EXCERPTED TEXT:
[Rd] bug in modulus operator %% (PR#7852)

Prof Brian Ripley ripley at stats.ox.ac.uk
Thu May 12 09:38:42 CEST 2005


I've now found a Windows system that does this.  This is also Windows XP, 
fully patched, and with the same rw2010.  So it may be chip-specific: the 
one that works is a P4 and the one that does not is a latest Pentium M.

I am not sure that the guarantee on the help page has been supported for a 
while.  I've altered the code so it is more likely to be.

BTW,

> options(digits=20)
> 1 %% 0.001
[1] 0.0009999999999999792

shows why the original is not a bug in R.


On Thu, 12 May 2005 ripley at stats.ox.ac.uk wrote:

> On Wed, 11 May 2005 Robert.McGehee at geodecapital.com wrote:
>
>> Yes, you are correct. I had only checked one of my platforms. Linux
>> works as you suggest. But for me on Windows,
>>
>>> x <- 1
>>> y <- 0.2
>>> x %/% y
>> [1] 5  ## I get a 4 in Linux
>
> I get 5 on Windows, but
>
>> (x %% y) + y * (x %/% y)
> [1] 1
>
> so is there a problem particular to your Windows runtime?
>
>
>>
>> version
>>         _             =20
>> platform i386-pc-mingw32
>> arch     i386          =20
>> os       mingw32       =20
>> system   i386, mingw32 =20
>> status                 =20
>> major    2             =20
>> minor    1.0           =20
>> year     2005          =20
>> month    04            =20
>> day      18            =20
>> language R             =20
>>
>>
>> -----Original Message-----
>> From: Peter Dalgaard [mailto:p.dalgaard at biostat.ku.dk]=20
>> Sent: Wednesday, May 11, 2005 4:14 PM
>> To: McGehee, Robert
>> Cc: ted.harding at nessie.mcc.ac.uk; Peter Dalgaard; R-bugs at biostat.ku.dk;
>> kjetil at acelerate.com; r-devel at stat.math.ethz.ch
>> Subject: Re: [Rd] bug in modulus operator %% (PR#7852)

CHALLENGE:
Say whether each statement agrees with the modulus-operator message, answering yes or no and quoting the deciding words from it. 1. The newly found Windows system that shows the problem has a P4 chip. 2. The writer changed the code so the help page's guarantee is more likely to hold. 3. The writer replying to Robert.McGehee gets 4 from x %/% y on Windows.

MATERIAL:
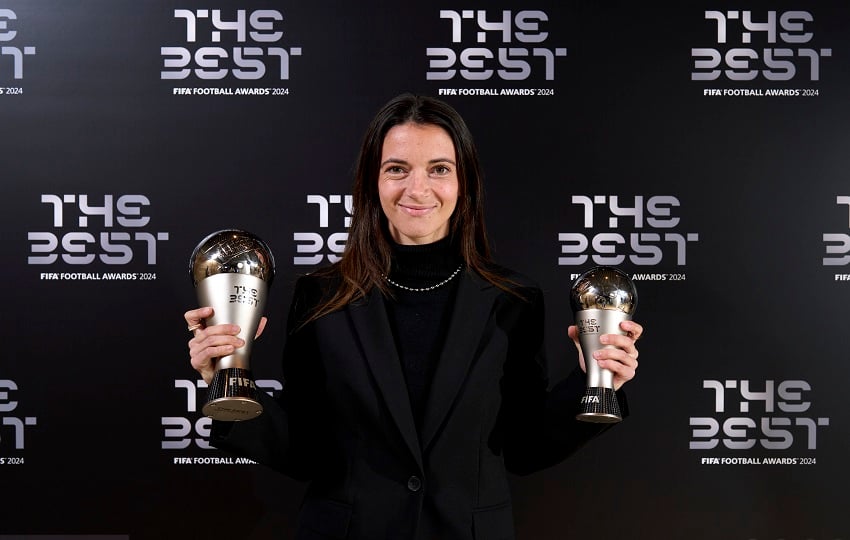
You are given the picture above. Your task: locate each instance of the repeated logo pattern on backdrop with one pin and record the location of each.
(700, 148)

OUTPUT FOR THIS EXERCISE:
1. No: "the one that works is a P4 and the one that does not is a latest Pentium M."
2. Yes: "I've altered the code so it is more likely to be."
3. No: "I get 5 on Windows"